__Instructions for the task__. Copy the material below word for word, from its start through the line containing "pixel 158 131", both ends included. Leave the pictures out.

__Listed entries__.
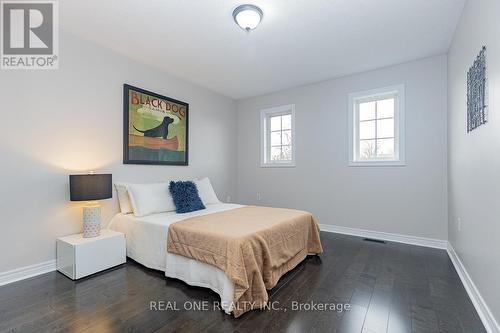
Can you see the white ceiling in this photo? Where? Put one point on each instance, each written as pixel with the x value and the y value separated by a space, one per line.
pixel 297 42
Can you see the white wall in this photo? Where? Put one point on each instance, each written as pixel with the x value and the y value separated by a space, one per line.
pixel 474 158
pixel 70 120
pixel 407 200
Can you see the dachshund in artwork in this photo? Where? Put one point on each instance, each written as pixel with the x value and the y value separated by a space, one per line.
pixel 158 131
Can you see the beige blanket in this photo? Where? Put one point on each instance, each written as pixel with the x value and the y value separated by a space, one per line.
pixel 254 246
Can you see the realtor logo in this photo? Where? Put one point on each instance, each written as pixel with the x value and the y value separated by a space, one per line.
pixel 29 35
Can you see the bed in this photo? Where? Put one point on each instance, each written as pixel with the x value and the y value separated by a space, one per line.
pixel 147 243
pixel 237 251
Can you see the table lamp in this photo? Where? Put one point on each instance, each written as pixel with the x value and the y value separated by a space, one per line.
pixel 90 187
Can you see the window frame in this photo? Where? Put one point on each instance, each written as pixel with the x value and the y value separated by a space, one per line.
pixel 265 133
pixel 396 91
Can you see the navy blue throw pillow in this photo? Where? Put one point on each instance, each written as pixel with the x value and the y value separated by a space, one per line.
pixel 185 195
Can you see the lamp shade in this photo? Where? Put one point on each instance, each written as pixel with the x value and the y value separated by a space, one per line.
pixel 90 187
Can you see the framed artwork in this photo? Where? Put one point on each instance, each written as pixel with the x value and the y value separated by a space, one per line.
pixel 477 92
pixel 155 128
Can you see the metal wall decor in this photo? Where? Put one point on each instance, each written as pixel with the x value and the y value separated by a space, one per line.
pixel 477 92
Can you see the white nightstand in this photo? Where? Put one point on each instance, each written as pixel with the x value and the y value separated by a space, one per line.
pixel 78 257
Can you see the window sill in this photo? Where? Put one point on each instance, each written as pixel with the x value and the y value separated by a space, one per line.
pixel 377 163
pixel 277 165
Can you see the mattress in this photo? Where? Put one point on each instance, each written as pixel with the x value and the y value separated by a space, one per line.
pixel 147 244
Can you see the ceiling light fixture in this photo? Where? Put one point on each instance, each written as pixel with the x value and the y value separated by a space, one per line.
pixel 247 16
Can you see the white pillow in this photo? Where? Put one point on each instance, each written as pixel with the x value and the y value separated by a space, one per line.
pixel 123 198
pixel 206 191
pixel 150 198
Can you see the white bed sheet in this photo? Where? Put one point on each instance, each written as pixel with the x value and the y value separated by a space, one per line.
pixel 147 244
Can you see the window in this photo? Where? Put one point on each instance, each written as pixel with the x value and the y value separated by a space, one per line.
pixel 277 133
pixel 376 120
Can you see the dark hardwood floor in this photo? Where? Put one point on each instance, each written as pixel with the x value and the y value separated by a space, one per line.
pixel 389 287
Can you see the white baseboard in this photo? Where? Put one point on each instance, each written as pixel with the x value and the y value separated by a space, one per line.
pixel 482 309
pixel 27 272
pixel 413 240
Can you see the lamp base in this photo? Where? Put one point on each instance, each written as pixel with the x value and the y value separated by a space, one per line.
pixel 91 220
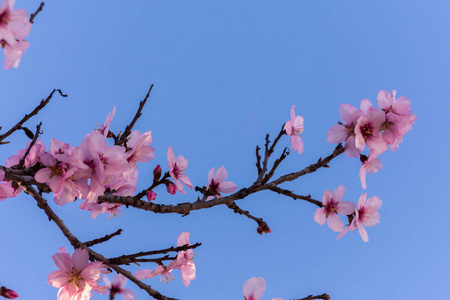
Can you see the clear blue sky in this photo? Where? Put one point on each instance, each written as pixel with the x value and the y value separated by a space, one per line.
pixel 225 74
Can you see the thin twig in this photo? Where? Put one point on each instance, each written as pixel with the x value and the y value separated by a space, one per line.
pixel 76 243
pixel 311 297
pixel 36 135
pixel 32 16
pixel 295 196
pixel 147 253
pixel 103 239
pixel 35 111
pixel 123 138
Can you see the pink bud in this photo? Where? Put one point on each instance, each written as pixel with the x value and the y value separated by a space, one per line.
pixel 157 173
pixel 7 293
pixel 171 188
pixel 263 228
pixel 151 195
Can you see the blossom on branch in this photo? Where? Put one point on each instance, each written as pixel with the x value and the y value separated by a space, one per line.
pixel 14 28
pixel 176 169
pixel 332 205
pixel 76 277
pixel 217 183
pixel 117 287
pixel 366 215
pixel 294 128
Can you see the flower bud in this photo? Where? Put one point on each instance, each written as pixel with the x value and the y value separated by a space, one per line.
pixel 7 293
pixel 157 173
pixel 171 188
pixel 151 195
pixel 263 228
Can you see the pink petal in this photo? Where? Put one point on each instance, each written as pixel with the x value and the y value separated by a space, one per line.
pixel 335 223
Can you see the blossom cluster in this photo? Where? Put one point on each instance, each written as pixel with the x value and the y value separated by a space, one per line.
pixel 14 28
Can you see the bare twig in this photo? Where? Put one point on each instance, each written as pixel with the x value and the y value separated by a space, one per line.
pixel 295 196
pixel 311 297
pixel 76 243
pixel 41 105
pixel 36 135
pixel 103 239
pixel 147 253
pixel 32 16
pixel 123 138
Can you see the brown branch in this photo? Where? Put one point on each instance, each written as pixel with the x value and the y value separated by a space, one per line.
pixel 41 105
pixel 32 16
pixel 118 259
pixel 311 297
pixel 42 203
pixel 103 239
pixel 36 135
pixel 123 138
pixel 321 163
pixel 295 196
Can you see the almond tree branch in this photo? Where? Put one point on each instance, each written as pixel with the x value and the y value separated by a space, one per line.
pixel 123 138
pixel 295 196
pixel 35 111
pixel 311 297
pixel 36 135
pixel 32 16
pixel 103 239
pixel 76 243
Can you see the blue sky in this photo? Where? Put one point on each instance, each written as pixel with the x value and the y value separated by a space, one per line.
pixel 225 74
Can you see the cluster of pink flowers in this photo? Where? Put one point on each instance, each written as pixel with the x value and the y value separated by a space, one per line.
pixel 366 213
pixel 184 263
pixel 254 289
pixel 294 128
pixel 376 128
pixel 14 28
pixel 77 278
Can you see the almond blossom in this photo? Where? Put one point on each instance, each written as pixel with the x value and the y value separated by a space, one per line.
pixel 370 164
pixel 176 169
pixel 117 287
pixel 14 28
pixel 399 117
pixel 217 183
pixel 76 277
pixel 254 288
pixel 345 131
pixel 294 128
pixel 8 293
pixel 188 269
pixel 332 205
pixel 366 215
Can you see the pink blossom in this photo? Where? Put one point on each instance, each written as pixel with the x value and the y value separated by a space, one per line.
pixel 188 269
pixel 294 128
pixel 14 28
pixel 140 150
pixel 151 195
pixel 7 293
pixel 254 288
pixel 217 184
pixel 370 165
pixel 6 190
pixel 345 131
pixel 76 277
pixel 399 117
pixel 332 205
pixel 176 169
pixel 366 215
pixel 171 188
pixel 117 287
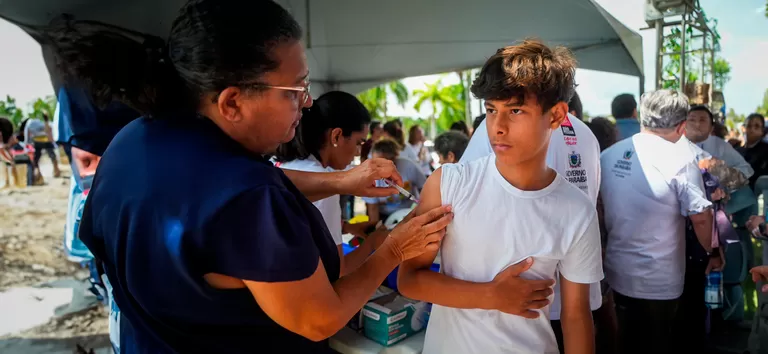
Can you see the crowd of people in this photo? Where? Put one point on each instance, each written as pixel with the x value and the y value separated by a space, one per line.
pixel 555 234
pixel 24 145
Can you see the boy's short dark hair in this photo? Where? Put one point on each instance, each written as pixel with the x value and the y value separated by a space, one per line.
pixel 6 129
pixel 460 127
pixel 623 106
pixel 374 125
pixel 478 120
pixel 757 116
pixel 451 141
pixel 528 68
pixel 605 132
pixel 703 108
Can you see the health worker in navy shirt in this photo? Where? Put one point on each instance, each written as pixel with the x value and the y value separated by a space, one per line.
pixel 208 247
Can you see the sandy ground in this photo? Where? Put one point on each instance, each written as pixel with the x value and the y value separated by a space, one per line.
pixel 31 252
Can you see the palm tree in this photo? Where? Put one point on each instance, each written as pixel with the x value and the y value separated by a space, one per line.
pixel 10 110
pixel 375 99
pixel 438 96
pixel 45 106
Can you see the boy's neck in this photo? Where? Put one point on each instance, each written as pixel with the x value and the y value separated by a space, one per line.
pixel 531 175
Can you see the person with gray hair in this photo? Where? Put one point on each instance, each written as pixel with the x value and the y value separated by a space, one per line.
pixel 649 186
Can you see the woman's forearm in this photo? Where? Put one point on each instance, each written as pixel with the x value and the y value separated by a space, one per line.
pixel 356 258
pixel 315 185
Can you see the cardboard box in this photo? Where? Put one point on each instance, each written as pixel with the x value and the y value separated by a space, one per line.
pixel 356 323
pixel 393 318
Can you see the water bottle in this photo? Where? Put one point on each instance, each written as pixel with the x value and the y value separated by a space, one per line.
pixel 713 292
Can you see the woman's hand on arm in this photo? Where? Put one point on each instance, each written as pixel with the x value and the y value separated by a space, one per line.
pixel 316 309
pixel 354 259
pixel 576 317
pixel 359 181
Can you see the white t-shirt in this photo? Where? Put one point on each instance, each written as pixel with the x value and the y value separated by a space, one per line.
pixel 410 153
pixel 413 181
pixel 575 154
pixel 330 207
pixel 496 225
pixel 423 158
pixel 649 186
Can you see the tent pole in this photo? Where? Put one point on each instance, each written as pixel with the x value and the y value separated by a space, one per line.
pixel 682 52
pixel 659 46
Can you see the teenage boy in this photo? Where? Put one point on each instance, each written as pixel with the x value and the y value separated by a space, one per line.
pixel 509 207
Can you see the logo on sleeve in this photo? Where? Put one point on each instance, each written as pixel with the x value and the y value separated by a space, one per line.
pixel 623 167
pixel 574 159
pixel 567 127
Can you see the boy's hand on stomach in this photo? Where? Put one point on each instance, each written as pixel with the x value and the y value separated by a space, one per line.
pixel 517 296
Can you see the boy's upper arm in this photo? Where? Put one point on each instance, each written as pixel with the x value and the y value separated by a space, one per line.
pixel 430 199
pixel 573 295
pixel 583 261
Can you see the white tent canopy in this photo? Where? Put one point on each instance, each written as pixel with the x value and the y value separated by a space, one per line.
pixel 356 44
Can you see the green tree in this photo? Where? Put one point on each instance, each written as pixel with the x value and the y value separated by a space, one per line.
pixel 46 106
pixel 9 110
pixel 444 102
pixel 722 73
pixel 375 99
pixel 763 108
pixel 671 70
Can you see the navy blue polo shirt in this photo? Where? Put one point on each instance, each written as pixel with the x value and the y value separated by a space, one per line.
pixel 174 199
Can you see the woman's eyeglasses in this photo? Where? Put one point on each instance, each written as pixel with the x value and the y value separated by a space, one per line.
pixel 302 92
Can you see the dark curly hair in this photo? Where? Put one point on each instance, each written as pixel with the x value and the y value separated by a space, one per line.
pixel 528 68
pixel 213 44
pixel 335 109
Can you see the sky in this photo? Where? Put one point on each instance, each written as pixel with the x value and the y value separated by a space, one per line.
pixel 742 26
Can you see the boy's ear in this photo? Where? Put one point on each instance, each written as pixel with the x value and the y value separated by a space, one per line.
pixel 559 112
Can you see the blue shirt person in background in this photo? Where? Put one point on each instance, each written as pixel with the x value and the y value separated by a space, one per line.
pixel 209 248
pixel 624 110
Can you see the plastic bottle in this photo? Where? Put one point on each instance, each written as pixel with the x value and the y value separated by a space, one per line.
pixel 713 292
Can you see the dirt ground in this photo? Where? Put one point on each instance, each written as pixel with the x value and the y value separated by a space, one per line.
pixel 31 252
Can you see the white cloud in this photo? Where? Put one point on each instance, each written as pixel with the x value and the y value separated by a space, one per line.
pixel 22 70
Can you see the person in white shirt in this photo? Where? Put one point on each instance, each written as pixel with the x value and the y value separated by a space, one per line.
pixel 413 181
pixel 37 132
pixel 698 129
pixel 510 207
pixel 328 139
pixel 415 147
pixel 573 152
pixel 650 183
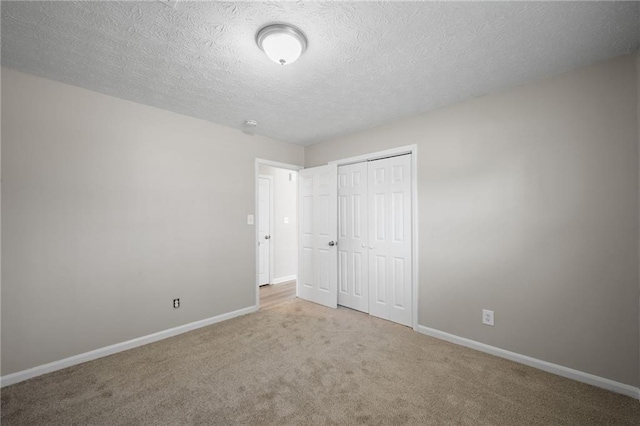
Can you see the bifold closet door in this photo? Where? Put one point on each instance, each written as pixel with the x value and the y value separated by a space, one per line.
pixel 389 196
pixel 318 222
pixel 353 252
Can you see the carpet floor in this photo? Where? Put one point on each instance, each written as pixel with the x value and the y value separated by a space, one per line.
pixel 300 363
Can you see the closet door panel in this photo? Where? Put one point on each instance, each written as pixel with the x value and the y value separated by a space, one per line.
pixel 379 210
pixel 352 237
pixel 400 242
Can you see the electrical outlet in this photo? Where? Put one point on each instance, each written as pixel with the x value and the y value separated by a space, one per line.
pixel 487 317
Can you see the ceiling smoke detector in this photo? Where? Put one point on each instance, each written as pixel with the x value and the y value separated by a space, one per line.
pixel 282 43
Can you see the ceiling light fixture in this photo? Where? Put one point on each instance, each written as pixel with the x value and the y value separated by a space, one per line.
pixel 282 43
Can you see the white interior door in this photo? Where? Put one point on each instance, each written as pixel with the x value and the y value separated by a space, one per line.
pixel 264 230
pixel 318 223
pixel 353 253
pixel 389 189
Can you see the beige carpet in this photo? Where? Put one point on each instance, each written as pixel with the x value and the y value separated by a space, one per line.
pixel 300 363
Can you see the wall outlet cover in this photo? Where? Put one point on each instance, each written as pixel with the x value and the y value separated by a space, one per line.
pixel 487 317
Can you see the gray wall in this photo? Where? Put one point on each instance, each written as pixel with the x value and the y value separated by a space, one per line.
pixel 528 205
pixel 111 209
pixel 284 235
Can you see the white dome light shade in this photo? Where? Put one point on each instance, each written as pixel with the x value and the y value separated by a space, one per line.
pixel 283 44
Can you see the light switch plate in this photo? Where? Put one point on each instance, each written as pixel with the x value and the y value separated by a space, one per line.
pixel 487 317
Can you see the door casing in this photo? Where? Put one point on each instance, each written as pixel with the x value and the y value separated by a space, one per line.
pixel 256 172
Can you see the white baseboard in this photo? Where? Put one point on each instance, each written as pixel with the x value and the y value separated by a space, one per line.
pixel 560 370
pixel 20 376
pixel 284 279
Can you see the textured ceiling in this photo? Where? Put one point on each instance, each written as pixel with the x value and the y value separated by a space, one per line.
pixel 367 63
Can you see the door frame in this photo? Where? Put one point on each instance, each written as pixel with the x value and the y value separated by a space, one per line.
pixel 256 172
pixel 270 179
pixel 401 150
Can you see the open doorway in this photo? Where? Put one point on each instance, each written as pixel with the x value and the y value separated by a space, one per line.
pixel 276 232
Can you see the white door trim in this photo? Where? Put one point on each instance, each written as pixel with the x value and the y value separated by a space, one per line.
pixel 406 149
pixel 256 174
pixel 270 179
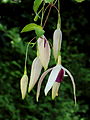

__Finished task__.
Can you see the white ceiling in this photo? Where? Put one point on each instance, each written as pixel with the x value and the y value separated by a space, one per line.
pixel 297 42
Can you see the white wall in this photo? Where? Put one point on each instance, each written as pixel with the x value and the y value separated by a space, one per line.
pixel 474 158
pixel 70 120
pixel 407 200
Can you see the dachshund in artwork in this photo? Where? Put one point on each instance, each written as pixel with the x value and the y value separated by a space, one per line.
pixel 158 131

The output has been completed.